The Imagination Sundial
By rob hopkins 19th July 2020
Rob Hopkins and Rob Shorter introduce The Imagination Sundial.
First published by Rob Hopkins in June 2020.
Whilst finishing his Masters at Schumacher College and researching his dissertation last spring, Rob Shorter came to stay with us as our lodger. He had been inspired by a workshop I had given at the College about the power of What If that had initially prompted him to explore the power of the words ‘what if’ at the school climate marches (a story I reference in the Afterword of ‘From What Is to What If’). Whilst doing this project however, something interesting struck him:
“although some children were forthcoming, others were more reserved. Similarly back at the College […] we observed a difference in people’s receptiveness to imagine corresponding to the different qualities of meetings. There were clearly factors at play that were impacting people’s capacity and willingness to imagine.”
It was an insight that ended up prompting his dissertation, which was an exploration into the conditions that cultivate the collective imagination, framed within the context of re-imagining economics.
It was also around the time that I was putting the finishing touches to ‘From What Is to What If’. Drawing on ideas in the book, along with his own fieldwork, interviews and conversations we had together, he pulled together a framework of elements that has now evolved into the ‘Imagination Sundial’ that we are sharing with you here.
We know it’s only part of the picture, as one could never hope to capture the full unknowing wonder that is the imagination. But it’s often the part, when shown in talks, that people take photos of or ask for afterwards, and so we thought we would introduce it to you and its main elements in the hope that it is something you may find useful.
What it aims to capture
The aim of the Sundial is to act as a heuristic or design tool for how we might set out, intentionally and skilfully, to rebuild the imaginative capacity of people, organisations or nations. Underpinning this is the belief, as set out in ‘From What Is to What If’ that we are living in a time of imaginative decline at the very time in history when we need to be at our most imaginative.
This decline has been noted by various researchers, and its implications are profound but rarely discussed. We believe that this decline is first and foremost underpinned by the rise in trauma, stress, anxiety and depression which, neuroscientists have shown, cause a reduction in the hippocampus, the part of the brain most implicated in imagination. Other factors, such as our interactions with social media and digital technologies, the declining amounts of time we spend outdoors, the decline of play in our culture and the sidelining of imagination in our education system also all have a role to play.
If imagination is, as John Dewey defined it, “the ability to see things as if they could be otherwise”, and given that we need to see, as the Intergovernmental Panel on Climate Change put it, “rapid, far-reaching and unprecedented changes in all aspects of society”, then nurturing the capacity, across a population, to have the most resilient and dynamic imagination possible is vital.
The Sundial contains 4 main elements: space, place, practices and pacts. What we aim to do here is introduce each of these to you, along with some examples that nicely illustrate them in practice.
Space
The mental and emotional space that expands our capacity to imagine.
Space is foundational to imagination. Busy and stressful lives riddled with fear and anxiety inhibit our potential for imagining, so space is about how we can slow down, open up and connect with others and the natural world to rekindle this capacity. It’s also about how we feel welcome and safe to participate when we gather together and give ourselves permission when we’re scared of getting things ‘wrong’. Space fluctuates day by day. We can have good days and bad days. Moments where we’re more imaginative and moments where we struggle. Space is like the soil of imagination. The more we cultivate the soil, the better the imagination grows.

What you need to do:
1. Name every main element that the Imagination Sundial article says the Sundial contains.
2. Carry on the Imagination Sundial article from the point where it stops.

Source data:
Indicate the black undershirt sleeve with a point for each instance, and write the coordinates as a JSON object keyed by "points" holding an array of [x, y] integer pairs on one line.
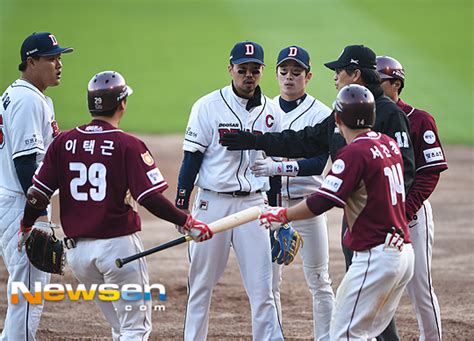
{"points": [[187, 175]]}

Answers by task:
1. Space, place, practices, pacts

2.
We suggest that it also involves a deliberate process of making space within our own lives for something to emerge, and we recognise that imagination, to a degree, is a function of privilege, in that it is very hard to live an imaginative life when your basic needs aren’t met and when you are stressed or in trauma. We recognise the impacts of colonisation, in that colonisation and exclusion based on race, gender, class or sexuality determine whose imagination actually gets to shape and determine the future of a particular place. As Adrienne Marie Brown puts it:
“We are living in the ancestral imagination of others, with their longing for safety and abundance, a longing that didn’t include us”.
We also recognise that austerity can be seen as an attack on a population’s ability to live richly imaginative lives. As such we argue that we need to reframe strategies such as a Universal Basic Income or a 3 or 4 day week, for example, as being vital imagination strategies that give people much-needed space in their lives which could be vital to making space for more imagination.
Here are a few other examples that help cultivate space:
Morning pages is a practice from Julia Cameron in ‘The Artist’s Way’, initially designed to help people with artist’s block, that has taken off in popularity since first published in 1992. It is a daily individual practice of continuous freefall writing of three sides of paper every morning of whatever comes into your mind. The process is designed to empty your head of whatever is there; thoughts, reflections, fears, worries, anxieties, hopes and whatever else might arise. The intention is not to filter anything and through this you begin to notice what might otherwise go unnoticed. And it’s this noticing that helps you intervene and take action on any unhelpful thoughts, instead reminding yourself of the various positive affirmations you have written for yourself.
‘The Time Machine’ is a creative activity (described in more detail here) that invites people to slow down, close their eyes and use their imagination to travel forward in time 10 years, into a future where in the intervening 10 years, everything that could possibly have been done was done, a period of remarkable and deep transformation. It invites people to use their imagination with all of its senses to explore what such a future would look like, feel like, smell like, sound like. It has proven very powerful in groups of a range of sizes. It allows the participant to create what researchers Jackie Andrade and Jon May call ‘memories of the future’.
The Children’s Fire is the name for a flame that is lit at the start of a meeting, people’s assembly or any other gathering of people that will be making decisions that could impact the future. The Children’s Fire represents all life on earth and the next seven generations. It serves to remind us that every decision we make is not just ours to carry, but will be left for seven generations to come. Two minutes silence is taken to allow those present to contemplate not only the next seven generations of human life, but all of interconnected life on earth that we must act in awareness of.
Milling Around is an activity for starting a workshop where you’re invited to mill around a room in between each other, noticing who’s there with you. The facilitator of the exercise then asks you to find yourself standing in front of someone and share the answer to a question that the facilitator offers that might relate to how you’re feeling or a question that has something to do with the reason you’ve all gathered together. This is then done about three times so you’ve spoken with three people answering three different questions. It’s a very effective exercise in creating connections in a short space of time and it can dramatically shift the collective dynamic to a slower, more connected and empathetic place.
Place
Gathering places that provide platforms for collective imagining.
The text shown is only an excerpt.